Stored entries
....................
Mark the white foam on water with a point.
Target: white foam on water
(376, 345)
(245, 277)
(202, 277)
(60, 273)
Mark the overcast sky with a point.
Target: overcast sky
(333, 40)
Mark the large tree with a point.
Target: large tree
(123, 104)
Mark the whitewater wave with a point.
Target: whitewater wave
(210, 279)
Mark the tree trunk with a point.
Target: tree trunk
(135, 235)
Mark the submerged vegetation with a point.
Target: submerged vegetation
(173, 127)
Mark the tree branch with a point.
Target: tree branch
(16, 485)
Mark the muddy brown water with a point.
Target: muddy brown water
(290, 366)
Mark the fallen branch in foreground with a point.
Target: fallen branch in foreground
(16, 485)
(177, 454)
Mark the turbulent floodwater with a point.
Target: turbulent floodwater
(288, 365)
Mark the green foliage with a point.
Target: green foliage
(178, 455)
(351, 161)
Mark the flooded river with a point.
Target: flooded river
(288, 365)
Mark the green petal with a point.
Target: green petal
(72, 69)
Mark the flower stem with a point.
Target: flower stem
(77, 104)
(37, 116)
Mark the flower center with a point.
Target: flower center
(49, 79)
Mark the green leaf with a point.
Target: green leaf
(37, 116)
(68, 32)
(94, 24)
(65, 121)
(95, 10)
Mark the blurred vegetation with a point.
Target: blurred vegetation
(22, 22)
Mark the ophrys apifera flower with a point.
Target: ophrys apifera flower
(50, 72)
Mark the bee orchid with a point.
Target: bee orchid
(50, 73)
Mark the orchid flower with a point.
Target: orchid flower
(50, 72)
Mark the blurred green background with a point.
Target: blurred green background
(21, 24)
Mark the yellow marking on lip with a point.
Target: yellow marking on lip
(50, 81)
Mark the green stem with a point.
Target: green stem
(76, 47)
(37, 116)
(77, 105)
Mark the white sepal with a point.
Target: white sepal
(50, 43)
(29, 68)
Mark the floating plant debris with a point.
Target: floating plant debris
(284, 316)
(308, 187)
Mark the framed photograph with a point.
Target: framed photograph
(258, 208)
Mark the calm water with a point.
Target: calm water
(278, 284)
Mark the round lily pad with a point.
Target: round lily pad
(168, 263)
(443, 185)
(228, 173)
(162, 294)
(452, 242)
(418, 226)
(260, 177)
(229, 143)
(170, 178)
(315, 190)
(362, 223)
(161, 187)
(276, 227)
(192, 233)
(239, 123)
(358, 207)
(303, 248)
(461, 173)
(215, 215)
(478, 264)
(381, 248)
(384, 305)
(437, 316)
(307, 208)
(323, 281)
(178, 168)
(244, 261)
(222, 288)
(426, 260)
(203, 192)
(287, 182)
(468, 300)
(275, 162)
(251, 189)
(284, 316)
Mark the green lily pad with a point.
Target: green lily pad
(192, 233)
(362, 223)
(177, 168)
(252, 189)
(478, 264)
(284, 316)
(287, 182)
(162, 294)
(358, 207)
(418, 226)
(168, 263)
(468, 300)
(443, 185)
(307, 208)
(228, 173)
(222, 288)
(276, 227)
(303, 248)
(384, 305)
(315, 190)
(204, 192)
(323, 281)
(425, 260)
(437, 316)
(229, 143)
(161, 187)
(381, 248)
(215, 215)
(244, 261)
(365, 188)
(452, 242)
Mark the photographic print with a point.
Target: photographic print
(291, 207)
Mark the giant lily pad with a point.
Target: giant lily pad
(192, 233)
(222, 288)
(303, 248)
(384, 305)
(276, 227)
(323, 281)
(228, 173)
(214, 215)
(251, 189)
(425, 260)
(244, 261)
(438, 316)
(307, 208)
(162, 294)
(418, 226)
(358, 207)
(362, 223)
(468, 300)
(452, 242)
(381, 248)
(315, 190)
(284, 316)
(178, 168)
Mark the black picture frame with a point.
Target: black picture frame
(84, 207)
....................
# [Work instruction]
Would you transcribe the data above exactly as it stands?

# [Solved problem]
Mark the white foam on water with a point.
Target: white foam on water
(376, 345)
(245, 277)
(202, 277)
(60, 273)
Mark the overcast sky with a point.
Target: overcast sky
(333, 40)
Mark the large tree with a point.
Target: large tree
(123, 104)
Mark the whitewater wave with a point.
Target: whitewater wave
(210, 279)
Mark the tree trunk with a point.
Target: tree trunk
(135, 235)
Mark the submerged vegetation with a point.
Target: submerged vegetation
(173, 127)
Mark the tree branch with a point.
Target: tree branch
(16, 485)
Mark the muddy brown water with a point.
Target: muddy brown water
(290, 366)
Mark the fallen branch in foreground with a point.
Target: fallen branch in foreground
(16, 485)
(177, 454)
Mark the turbulent floodwater with a point.
Target: turbulent floodwater
(288, 365)
Mark the green foliage with a point.
Target: green foliage
(178, 455)
(351, 161)
Mark the flooded river with a point.
Target: flooded river
(288, 365)
Mark the green petal with a point.
Target: green petal
(72, 69)
Mark the flower stem with a point.
Target: flower stem
(77, 104)
(37, 116)
Mark the flower center with a point.
Target: flower center
(49, 79)
Mark the green leaf with a point.
Target: green leaf
(37, 116)
(68, 32)
(94, 24)
(65, 121)
(95, 10)
Mark the blurred vegetation with a point.
Target: blurred vegetation
(22, 22)
Mark the ophrys apifera flower with a point.
Target: ophrys apifera flower
(50, 72)
Mark the bee orchid with a point.
Target: bee orchid
(50, 73)
Mark the orchid flower with a point.
Target: orchid flower
(50, 72)
Mark the blurred green background with a point.
Target: blurred green background
(21, 24)
Mark the yellow marking on lip with a point.
Target: yellow marking on lip
(50, 81)
Mark the green stem with a point.
Target: green stem
(76, 47)
(37, 116)
(77, 105)
Mark the white sepal with a point.
Target: white sepal
(50, 43)
(29, 68)
Mark the floating plant debris with a point.
Target: floating plant debris
(284, 316)
(308, 187)
Mark the framed photograph with a point.
Target: framed photograph
(258, 208)
Mark the calm water with a point.
Target: calm water
(278, 284)
Mark the round lily pad with a point.
Target: round lily pad
(168, 263)
(443, 185)
(228, 173)
(162, 294)
(452, 242)
(418, 226)
(260, 177)
(229, 143)
(170, 178)
(315, 190)
(362, 223)
(161, 187)
(276, 227)
(192, 233)
(239, 123)
(358, 207)
(303, 248)
(461, 173)
(215, 215)
(478, 264)
(381, 248)
(384, 305)
(437, 316)
(307, 208)
(323, 281)
(178, 168)
(244, 261)
(222, 288)
(426, 260)
(203, 192)
(287, 182)
(468, 300)
(275, 162)
(251, 189)
(284, 316)
Mark the green lily pad with a point.
Target: green lily pad
(192, 233)
(362, 223)
(177, 168)
(252, 189)
(478, 264)
(284, 316)
(287, 182)
(162, 294)
(358, 207)
(418, 226)
(168, 263)
(468, 300)
(443, 185)
(307, 208)
(228, 173)
(222, 288)
(276, 227)
(303, 248)
(384, 305)
(315, 190)
(204, 192)
(323, 281)
(425, 260)
(437, 316)
(229, 143)
(161, 187)
(381, 248)
(215, 215)
(244, 261)
(365, 188)
(452, 242)
Mark the photographic print with a point.
Target: photographic print
(291, 207)
Mark the giant lily pad with a point.
Target: giant lily pad
(192, 233)
(222, 288)
(303, 248)
(384, 305)
(276, 227)
(323, 281)
(228, 173)
(214, 215)
(251, 189)
(425, 260)
(244, 261)
(438, 316)
(307, 208)
(162, 294)
(418, 226)
(358, 207)
(362, 223)
(468, 300)
(452, 242)
(381, 248)
(315, 190)
(284, 316)
(178, 168)
Mark the black picture frame with a point.
Target: black picture frame
(84, 207)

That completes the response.